Top of Supplied material

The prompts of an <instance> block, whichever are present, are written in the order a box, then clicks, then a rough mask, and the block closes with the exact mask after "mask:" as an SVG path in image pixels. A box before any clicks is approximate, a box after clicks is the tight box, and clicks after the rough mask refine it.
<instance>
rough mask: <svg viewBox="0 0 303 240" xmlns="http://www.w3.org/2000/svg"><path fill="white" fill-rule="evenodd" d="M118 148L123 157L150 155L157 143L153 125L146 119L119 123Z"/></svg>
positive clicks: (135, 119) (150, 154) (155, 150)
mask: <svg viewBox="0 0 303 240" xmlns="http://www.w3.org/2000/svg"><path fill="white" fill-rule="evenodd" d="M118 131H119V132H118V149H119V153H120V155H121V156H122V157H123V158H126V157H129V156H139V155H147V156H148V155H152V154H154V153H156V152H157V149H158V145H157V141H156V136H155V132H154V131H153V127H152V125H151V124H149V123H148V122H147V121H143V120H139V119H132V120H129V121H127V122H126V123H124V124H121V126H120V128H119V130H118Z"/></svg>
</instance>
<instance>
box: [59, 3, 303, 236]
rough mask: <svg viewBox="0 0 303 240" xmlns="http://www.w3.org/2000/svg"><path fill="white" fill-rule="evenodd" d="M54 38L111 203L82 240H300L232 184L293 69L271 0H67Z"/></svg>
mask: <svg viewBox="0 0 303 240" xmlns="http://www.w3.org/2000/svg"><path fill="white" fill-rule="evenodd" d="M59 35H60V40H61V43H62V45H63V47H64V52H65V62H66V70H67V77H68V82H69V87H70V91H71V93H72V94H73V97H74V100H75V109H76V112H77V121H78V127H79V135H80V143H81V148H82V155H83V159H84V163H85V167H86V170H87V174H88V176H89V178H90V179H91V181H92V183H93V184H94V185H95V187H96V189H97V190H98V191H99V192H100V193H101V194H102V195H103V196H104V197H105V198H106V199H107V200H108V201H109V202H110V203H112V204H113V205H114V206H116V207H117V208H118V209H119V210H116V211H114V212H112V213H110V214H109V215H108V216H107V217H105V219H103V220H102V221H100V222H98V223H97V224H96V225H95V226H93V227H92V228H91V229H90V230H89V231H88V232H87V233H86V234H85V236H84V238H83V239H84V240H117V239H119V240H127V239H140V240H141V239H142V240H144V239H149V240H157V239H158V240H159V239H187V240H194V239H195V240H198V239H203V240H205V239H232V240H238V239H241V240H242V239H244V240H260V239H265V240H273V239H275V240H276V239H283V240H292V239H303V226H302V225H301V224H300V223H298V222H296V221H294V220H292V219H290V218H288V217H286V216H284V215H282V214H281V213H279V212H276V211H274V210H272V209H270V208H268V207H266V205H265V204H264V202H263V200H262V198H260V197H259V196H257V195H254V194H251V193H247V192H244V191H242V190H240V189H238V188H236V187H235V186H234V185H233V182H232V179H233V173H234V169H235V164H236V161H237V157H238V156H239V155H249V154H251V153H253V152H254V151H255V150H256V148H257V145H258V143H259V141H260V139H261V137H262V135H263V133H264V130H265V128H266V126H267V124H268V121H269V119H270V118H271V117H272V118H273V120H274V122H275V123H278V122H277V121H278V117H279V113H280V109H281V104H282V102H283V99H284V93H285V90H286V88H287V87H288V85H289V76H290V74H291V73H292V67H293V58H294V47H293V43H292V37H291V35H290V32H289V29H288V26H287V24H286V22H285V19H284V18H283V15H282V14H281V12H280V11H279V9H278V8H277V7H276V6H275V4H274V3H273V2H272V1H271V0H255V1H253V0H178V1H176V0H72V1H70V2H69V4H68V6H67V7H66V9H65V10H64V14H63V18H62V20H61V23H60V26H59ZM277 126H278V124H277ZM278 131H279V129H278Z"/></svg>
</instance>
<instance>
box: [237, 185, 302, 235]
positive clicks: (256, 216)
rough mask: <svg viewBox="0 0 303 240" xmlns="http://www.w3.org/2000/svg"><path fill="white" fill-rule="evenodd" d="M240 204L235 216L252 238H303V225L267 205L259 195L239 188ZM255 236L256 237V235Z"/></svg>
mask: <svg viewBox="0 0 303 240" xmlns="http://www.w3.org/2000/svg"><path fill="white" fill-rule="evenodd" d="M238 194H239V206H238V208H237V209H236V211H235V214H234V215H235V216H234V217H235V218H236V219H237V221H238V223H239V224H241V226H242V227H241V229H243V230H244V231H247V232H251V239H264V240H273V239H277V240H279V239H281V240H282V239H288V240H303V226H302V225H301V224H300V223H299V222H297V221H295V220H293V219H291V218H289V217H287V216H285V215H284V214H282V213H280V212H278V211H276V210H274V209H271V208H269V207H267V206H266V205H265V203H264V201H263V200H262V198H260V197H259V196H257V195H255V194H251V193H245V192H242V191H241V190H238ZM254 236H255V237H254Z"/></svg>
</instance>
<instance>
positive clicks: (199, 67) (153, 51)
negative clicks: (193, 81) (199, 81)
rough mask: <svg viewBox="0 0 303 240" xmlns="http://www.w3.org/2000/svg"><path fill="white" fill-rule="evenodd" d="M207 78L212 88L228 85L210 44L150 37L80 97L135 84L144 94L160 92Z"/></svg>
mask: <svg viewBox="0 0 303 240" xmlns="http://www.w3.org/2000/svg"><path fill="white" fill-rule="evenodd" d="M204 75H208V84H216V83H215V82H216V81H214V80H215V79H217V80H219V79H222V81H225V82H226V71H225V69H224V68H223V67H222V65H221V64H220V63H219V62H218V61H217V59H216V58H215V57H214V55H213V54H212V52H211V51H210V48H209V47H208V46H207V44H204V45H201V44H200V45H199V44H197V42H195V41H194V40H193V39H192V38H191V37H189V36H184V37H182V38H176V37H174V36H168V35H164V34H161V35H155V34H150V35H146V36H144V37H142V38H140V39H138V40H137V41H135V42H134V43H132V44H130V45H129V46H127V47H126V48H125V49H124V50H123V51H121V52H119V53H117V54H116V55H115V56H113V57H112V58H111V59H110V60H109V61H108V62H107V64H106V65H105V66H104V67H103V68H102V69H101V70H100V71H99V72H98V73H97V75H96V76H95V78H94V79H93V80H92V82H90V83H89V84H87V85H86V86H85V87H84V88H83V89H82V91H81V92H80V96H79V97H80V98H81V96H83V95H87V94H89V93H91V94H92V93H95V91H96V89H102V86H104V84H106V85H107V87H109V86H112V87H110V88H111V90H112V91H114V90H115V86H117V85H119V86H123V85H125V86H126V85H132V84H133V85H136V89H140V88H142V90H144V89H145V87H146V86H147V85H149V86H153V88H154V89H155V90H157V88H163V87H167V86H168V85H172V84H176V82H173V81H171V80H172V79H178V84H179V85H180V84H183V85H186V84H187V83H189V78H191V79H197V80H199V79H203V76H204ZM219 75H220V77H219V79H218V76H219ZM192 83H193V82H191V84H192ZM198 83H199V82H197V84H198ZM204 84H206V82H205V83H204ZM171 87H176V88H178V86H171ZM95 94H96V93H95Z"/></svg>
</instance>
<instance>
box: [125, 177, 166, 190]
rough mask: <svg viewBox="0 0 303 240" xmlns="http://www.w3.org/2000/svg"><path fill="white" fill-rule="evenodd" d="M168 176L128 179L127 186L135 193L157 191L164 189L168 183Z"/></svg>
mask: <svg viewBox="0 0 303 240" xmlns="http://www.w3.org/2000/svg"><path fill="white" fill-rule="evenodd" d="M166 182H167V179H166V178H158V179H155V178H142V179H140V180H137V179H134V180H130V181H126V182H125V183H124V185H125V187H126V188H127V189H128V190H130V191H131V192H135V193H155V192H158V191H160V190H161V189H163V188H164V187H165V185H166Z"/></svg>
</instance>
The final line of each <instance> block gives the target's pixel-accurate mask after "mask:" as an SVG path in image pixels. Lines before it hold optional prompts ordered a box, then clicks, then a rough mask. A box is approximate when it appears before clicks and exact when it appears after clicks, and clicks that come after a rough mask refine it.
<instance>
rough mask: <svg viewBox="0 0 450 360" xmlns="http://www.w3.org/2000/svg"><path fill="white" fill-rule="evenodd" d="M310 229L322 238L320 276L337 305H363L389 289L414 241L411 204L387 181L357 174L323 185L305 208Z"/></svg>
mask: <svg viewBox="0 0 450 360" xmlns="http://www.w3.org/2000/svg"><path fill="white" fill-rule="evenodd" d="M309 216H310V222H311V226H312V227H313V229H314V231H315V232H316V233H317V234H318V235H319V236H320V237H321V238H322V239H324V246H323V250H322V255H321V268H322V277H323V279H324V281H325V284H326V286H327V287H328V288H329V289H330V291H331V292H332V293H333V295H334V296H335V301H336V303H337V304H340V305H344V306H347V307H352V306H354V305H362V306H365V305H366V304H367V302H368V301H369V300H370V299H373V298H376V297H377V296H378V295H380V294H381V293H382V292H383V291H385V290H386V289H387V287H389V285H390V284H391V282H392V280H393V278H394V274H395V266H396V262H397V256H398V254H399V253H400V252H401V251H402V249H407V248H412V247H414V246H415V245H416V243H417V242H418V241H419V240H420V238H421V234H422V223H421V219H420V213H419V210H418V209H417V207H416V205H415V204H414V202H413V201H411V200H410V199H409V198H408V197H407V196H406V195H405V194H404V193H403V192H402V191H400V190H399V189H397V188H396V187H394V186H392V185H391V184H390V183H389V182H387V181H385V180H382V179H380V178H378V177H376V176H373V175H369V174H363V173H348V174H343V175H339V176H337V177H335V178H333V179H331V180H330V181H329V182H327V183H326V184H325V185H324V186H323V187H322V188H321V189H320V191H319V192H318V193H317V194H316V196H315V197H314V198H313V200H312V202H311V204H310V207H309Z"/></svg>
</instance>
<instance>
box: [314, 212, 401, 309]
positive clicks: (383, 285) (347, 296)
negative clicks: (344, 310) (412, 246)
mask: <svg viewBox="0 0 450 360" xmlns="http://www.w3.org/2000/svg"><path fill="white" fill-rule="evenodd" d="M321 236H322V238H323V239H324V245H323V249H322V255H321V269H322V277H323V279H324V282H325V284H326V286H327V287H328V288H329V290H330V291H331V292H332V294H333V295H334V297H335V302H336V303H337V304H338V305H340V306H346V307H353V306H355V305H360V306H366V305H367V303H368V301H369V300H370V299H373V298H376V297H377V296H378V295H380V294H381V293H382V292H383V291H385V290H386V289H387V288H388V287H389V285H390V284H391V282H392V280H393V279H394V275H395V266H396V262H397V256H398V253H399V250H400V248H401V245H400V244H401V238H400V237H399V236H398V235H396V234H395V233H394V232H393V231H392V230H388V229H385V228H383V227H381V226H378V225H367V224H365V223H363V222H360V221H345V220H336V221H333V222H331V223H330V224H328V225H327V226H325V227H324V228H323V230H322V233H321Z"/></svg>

Bottom of Supplied material

_Exercise_
Return every line from the material that contains the word "before".

_Result below_
The prompts of an <instance> block, whichever are present, are written in the order a box, then clicks, then a rough mask, and the block closes with the exact mask after "mask:" as an SVG path in image pixels. A box before any clicks is approximate, a box after clicks is the tight box, and clicks after the rough mask refine it.
The final line of each <instance> block gives the target's pixel-accurate mask after "mask:" as an SVG path in image pixels. Lines before it hold optional prompts ordered a box, then clicks, then a rough mask. A box is approximate when it appears before clicks and exact when it appears after clicks, and clicks that come after a rough mask refine it.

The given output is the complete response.